What the exercise asks: Copy the entries again, starting at the line containing "spot the bare tree in the photo above" and ending at the last entry. Replace every "marker" with "pin" and leave everything else unchanged.

Input for this task:
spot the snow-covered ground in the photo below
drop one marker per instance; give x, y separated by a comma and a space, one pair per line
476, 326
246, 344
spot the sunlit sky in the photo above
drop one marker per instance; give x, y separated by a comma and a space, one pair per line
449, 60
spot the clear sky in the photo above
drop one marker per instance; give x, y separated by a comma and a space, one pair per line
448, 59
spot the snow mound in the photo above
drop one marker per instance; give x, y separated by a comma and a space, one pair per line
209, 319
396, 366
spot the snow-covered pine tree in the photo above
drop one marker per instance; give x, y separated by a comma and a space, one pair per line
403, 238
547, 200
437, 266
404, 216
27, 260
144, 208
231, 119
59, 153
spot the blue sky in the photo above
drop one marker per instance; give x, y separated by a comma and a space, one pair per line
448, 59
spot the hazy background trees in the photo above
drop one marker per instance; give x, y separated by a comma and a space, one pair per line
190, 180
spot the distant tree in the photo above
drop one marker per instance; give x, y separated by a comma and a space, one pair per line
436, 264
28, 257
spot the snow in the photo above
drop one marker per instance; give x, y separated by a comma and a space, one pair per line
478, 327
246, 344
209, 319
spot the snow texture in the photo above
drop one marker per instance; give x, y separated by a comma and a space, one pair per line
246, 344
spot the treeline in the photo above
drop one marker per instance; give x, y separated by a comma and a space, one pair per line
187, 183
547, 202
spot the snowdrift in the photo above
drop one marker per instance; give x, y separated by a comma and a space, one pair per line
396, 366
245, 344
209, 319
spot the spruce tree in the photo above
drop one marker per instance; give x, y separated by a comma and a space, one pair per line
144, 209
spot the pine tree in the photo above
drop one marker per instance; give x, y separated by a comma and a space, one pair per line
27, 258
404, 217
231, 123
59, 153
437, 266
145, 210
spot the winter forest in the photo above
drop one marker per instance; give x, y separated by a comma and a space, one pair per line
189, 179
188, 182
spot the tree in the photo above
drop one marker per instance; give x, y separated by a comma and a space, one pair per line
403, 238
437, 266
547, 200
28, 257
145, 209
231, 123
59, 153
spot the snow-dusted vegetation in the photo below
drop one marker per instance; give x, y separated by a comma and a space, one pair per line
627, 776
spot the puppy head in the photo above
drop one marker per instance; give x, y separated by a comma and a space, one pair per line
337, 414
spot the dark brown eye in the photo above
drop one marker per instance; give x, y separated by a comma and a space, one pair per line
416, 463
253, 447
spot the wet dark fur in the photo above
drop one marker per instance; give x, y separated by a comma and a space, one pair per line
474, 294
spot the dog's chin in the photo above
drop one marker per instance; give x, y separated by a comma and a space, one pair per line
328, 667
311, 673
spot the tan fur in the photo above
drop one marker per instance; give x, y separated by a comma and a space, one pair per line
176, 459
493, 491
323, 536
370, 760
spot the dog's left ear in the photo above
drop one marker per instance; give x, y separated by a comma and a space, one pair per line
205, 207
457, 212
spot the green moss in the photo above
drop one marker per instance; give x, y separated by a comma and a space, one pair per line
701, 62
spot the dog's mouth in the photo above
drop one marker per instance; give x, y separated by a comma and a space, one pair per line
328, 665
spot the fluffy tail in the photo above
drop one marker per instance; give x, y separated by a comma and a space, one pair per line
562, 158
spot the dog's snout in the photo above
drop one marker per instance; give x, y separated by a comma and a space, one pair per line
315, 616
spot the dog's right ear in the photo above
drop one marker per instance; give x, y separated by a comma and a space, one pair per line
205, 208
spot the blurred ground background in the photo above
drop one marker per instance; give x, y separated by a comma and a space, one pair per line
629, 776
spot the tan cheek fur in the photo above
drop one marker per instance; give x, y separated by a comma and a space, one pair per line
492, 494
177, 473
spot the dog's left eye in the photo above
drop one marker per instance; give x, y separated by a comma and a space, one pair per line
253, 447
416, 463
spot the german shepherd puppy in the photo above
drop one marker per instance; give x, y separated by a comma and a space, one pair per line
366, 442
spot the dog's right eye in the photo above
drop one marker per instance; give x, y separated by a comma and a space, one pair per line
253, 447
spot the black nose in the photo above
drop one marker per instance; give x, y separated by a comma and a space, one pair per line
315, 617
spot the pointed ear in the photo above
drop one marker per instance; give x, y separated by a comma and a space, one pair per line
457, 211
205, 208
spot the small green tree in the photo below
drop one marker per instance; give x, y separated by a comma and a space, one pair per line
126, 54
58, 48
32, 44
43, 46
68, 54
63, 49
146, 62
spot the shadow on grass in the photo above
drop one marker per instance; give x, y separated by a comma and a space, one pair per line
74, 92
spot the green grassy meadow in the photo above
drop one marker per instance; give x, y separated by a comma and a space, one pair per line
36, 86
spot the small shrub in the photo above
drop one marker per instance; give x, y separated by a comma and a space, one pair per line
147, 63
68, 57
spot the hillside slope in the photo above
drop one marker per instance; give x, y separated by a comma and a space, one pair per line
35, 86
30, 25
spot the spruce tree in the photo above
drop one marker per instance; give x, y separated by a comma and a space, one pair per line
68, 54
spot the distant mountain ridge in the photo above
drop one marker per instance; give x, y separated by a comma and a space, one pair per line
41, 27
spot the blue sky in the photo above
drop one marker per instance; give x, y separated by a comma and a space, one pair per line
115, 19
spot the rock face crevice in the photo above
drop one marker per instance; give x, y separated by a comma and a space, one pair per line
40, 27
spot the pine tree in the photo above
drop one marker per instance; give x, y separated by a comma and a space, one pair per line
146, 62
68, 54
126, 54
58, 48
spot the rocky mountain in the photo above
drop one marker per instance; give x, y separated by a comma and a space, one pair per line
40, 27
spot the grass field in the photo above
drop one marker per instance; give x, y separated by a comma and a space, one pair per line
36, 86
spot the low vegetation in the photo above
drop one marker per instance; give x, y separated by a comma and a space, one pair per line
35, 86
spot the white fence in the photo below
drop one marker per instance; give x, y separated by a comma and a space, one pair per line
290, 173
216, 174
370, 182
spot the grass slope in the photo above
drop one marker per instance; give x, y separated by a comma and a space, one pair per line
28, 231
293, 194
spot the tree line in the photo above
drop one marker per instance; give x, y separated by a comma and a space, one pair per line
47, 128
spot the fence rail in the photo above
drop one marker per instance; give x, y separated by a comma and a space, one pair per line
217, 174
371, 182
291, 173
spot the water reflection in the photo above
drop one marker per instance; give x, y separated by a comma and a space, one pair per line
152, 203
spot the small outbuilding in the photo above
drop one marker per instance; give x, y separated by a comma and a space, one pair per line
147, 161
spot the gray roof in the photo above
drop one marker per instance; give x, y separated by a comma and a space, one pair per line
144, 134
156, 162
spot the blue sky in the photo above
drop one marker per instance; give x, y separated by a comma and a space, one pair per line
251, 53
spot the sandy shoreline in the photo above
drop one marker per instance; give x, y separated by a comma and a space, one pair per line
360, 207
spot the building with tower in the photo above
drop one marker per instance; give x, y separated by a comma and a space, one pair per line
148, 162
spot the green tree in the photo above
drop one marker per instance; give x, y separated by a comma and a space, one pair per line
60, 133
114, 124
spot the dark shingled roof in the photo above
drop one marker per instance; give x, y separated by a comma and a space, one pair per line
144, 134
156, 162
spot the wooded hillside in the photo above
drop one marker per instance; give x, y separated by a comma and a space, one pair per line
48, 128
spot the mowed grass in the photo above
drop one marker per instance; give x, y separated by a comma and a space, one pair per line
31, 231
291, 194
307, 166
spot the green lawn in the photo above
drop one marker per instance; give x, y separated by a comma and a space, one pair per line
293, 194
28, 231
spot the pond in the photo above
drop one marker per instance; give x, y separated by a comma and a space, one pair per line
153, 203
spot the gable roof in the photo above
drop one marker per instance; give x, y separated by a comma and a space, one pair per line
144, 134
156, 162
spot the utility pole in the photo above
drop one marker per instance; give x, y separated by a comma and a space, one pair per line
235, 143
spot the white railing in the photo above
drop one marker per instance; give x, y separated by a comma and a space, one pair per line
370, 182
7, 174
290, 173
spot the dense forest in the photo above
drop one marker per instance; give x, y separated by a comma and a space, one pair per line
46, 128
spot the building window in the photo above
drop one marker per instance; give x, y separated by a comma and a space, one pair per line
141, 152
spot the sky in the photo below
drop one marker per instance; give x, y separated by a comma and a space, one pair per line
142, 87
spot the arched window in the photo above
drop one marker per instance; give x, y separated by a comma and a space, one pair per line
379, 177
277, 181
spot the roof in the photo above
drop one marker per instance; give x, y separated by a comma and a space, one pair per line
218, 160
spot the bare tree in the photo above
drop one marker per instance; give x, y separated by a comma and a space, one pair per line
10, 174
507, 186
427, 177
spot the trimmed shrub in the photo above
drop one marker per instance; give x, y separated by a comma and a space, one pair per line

Reply to the exercise:
spot the bare tree in the photo above
drop one pin per instance; give x, y separated by a comma and a space, one pair per line
10, 174
507, 186
427, 177
spot the trimmed shrub in the photo above
drop one pin per instance; give x, y separated by a comma and a space, one pair per line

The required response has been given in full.